SET TASK. Write out the complete material exactly as it stands.

GIVEN DATA.
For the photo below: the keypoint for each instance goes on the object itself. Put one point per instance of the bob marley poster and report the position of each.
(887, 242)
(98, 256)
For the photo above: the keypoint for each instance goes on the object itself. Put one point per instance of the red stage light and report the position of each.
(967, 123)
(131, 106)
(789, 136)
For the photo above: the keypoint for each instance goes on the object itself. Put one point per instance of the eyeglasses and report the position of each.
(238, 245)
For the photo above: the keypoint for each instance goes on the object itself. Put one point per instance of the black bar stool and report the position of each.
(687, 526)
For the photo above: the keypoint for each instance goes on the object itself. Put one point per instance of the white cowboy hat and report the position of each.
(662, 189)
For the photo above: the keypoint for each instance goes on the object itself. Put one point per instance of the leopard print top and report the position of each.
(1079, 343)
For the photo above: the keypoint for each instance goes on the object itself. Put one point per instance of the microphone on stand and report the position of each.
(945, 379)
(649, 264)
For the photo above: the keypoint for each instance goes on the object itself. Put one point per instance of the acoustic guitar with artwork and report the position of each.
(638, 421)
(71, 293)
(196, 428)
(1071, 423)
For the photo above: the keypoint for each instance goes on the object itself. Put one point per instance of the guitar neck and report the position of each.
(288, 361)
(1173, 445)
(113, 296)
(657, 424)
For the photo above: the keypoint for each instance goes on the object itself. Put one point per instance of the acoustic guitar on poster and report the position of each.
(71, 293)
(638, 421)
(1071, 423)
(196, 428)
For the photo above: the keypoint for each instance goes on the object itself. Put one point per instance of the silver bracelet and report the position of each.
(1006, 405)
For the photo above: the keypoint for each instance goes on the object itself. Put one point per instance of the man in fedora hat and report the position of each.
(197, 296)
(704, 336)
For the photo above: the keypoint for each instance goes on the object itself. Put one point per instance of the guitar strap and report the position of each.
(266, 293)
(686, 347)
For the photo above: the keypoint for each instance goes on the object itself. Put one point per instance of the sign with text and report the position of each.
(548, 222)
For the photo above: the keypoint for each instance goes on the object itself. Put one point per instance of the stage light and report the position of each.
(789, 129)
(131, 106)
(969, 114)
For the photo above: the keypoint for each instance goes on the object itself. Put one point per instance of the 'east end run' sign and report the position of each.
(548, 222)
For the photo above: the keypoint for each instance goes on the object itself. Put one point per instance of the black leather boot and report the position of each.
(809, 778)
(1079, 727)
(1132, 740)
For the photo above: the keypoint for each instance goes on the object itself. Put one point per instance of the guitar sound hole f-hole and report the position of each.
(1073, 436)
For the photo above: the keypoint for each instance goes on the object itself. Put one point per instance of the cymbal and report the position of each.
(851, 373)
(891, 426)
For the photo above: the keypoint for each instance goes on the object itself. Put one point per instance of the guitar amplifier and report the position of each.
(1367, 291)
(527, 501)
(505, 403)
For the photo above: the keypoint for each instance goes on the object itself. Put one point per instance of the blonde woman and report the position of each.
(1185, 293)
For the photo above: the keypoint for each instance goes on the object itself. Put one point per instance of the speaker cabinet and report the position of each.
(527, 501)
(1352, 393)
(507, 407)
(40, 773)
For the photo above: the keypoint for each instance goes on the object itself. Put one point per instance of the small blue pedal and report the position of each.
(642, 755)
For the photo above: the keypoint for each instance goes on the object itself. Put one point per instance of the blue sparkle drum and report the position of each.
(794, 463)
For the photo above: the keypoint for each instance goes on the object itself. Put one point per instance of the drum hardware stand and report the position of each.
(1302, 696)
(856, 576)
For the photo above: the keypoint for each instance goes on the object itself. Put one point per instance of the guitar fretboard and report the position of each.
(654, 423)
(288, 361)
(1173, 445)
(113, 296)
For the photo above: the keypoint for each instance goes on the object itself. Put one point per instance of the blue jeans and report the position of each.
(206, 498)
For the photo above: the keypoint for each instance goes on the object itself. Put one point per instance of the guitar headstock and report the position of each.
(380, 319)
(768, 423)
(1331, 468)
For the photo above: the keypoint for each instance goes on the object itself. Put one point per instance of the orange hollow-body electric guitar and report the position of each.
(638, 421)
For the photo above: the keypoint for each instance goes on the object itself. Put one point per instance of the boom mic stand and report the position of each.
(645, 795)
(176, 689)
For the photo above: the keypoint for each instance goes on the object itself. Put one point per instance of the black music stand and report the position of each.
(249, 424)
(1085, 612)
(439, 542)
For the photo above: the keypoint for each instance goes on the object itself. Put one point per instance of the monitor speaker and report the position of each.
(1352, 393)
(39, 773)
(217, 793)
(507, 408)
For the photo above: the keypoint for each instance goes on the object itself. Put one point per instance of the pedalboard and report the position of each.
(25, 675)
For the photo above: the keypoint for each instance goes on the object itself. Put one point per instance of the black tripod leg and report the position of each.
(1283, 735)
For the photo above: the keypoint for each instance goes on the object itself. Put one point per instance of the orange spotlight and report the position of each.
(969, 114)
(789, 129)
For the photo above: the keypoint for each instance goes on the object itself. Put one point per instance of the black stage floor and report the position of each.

WORKED SOLUTION.
For the photo below: the keypoint for each instance goes on the object itself. Put one point per instance of the bob marley poster and report the position of each.
(887, 242)
(98, 256)
For the photo above: the keypoint for each instance goes on the object itself. Put one point per instance of the red stage light and report the position of each.
(967, 123)
(131, 106)
(789, 136)
For the photo above: the keypoint for each instance goes on the object itself. Put one point per instance of the eyeglasses and report the position of each.
(238, 245)
For the photo above: the keypoint for each instance goes on the object itself. Put one point per instance of the black bar stool and report the position of each.
(687, 526)
For the photo above: the keypoint for each instance goes on the object itself. Put one point per instance of the white cowboy hat and report the position of each.
(662, 189)
For the photo above: the keypoint for each instance goes on the object itself. Put one point per instance of the leopard print top and report the position of each.
(1079, 343)
For the photo above: the keypoint for each instance goes on the object itself. Put one point per instance of the microphone on stand and report the position of each.
(945, 379)
(649, 264)
For the photo above: the keypoint for each instance goes on the object itself. Put one point per instance of the acoustic guitar with artwork and report the position of each.
(638, 421)
(71, 293)
(196, 428)
(1071, 423)
For the photo above: the keypoint for each instance goes on the object itself. Put one point per instance of the guitar neck and report the position of each.
(288, 361)
(1173, 445)
(113, 296)
(657, 424)
For the photo above: the keypoint for each instance goes on the object itself. Put one point per instance of the acoustic guitar on poster and report the position of each.
(71, 293)
(638, 421)
(1071, 423)
(196, 428)
For the photo above: the keypoint for each instance goes on the object itself. Put one point per instance of the silver bracelet and report the position of each.
(1006, 405)
For the photo above: the keypoint for each instance goes on the object itself. Put one point per instance of the man in fedora hat and report the position of each.
(197, 296)
(704, 336)
For the photo above: the keypoint for each instance goes on the object itself. Put one point per instance of the guitar strap and report the position of each.
(266, 293)
(686, 347)
For the photo above: the keypoint for each instance goes on the object itself. Put one point per instance of the sign with text and report the position of each.
(548, 222)
For the photo above: the keypoint for each instance goes on the object itself. Put one point per instance of the stage light and report the position of each.
(789, 129)
(131, 106)
(969, 114)
For the photo above: the keypoint for each instance goes on the object itself. Put one point per instance of the 'east end run' sign and report the position of each.
(548, 222)
For the photo above: the keypoint for each instance goes on the object itself. Put one point per instance of the black leather boot and report the position of each.
(809, 778)
(1079, 727)
(1132, 740)
For the photo above: the keypoint for each instance goes on the object itself. Put one point per instance of the guitar sound hole f-hole and report the position of each.
(1073, 436)
For the photo above: the keypoint for each instance goes on the object itself. Put one point per instance of the cymbal and report the position of each.
(851, 373)
(891, 426)
For the photo above: the keypoint for each instance goes on the object itself. Put one point per instance of the guitar amplifier and report the position of each.
(1367, 291)
(527, 501)
(505, 403)
For the photo above: the keypoint for each instance goes on the object itself. Put one point per instance of the blonde woman and report the position of each.
(1185, 293)
For the photo above: the keypoint for each instance goes on the object itself. Put one point per instance of the speaker cabinet and report the position of each.
(527, 501)
(1352, 393)
(507, 407)
(40, 773)
For the photo above: the keypoint for each instance goes on the object itself. Put one point per instance of the small blue pedal and report the position of each.
(642, 755)
For the photo above: the keypoint for each instance goes on the object itself. Put one point per instance of the blue sparkle drum and report the position of each.
(794, 463)
For the photo above: the keypoint for each instance goes on the object itself. Put one point per instance of the drum hardware stand and report the position of each.
(1302, 696)
(856, 576)
For the photo above: the keypoint for each instance goes on the object itself. Put one point per instance of the guitar fretboard and report the position of each.
(654, 423)
(288, 361)
(1173, 445)
(113, 296)
For the photo above: the keypoint for each instance goes on the object itself. Put one point per instance of the blue jeans and report the position of each.
(206, 498)
For the photo above: the keypoint for each instance goes on the object itself. Put one point per instance of the guitar headstock and report the position of each.
(380, 319)
(768, 423)
(1331, 468)
For the photo above: the keypoint for each instance goes on the object itself. Put one point per instance of the orange hollow-body electric guitar and report the position of each.
(638, 421)
For the photo above: the keypoint for each instance goes on the object itself. Put one point per instance of the boom mic stand and report the position of each.
(645, 795)
(176, 689)
For the photo above: the keypoint for each instance goes on the object itself. Put one point per instance of the black music stand and report the position of each.
(249, 424)
(1085, 612)
(439, 542)
For the photo above: the keypoint for each instance goes on the object itself. Put one point per instance of the monitor speaker and report the position of each.
(1352, 393)
(39, 773)
(217, 793)
(507, 408)
For the photo above: the keypoint for each instance goes on the object itself. Put one point per instance of the pedalboard and report the position of each.
(25, 675)
For the photo above: the keypoint for each instance goes on the object itself. Put one point per instance of the black tripod leg and report the position of each.
(1283, 735)
For the photo above: the keypoint for each instance goes on the object itself. Put one point per instance of the orange spotlight and report the position of each.
(969, 114)
(789, 129)
For the photo above: the keypoint for each instance goes on the object itself. Put one point per instance of the black stage floor and report the position of each.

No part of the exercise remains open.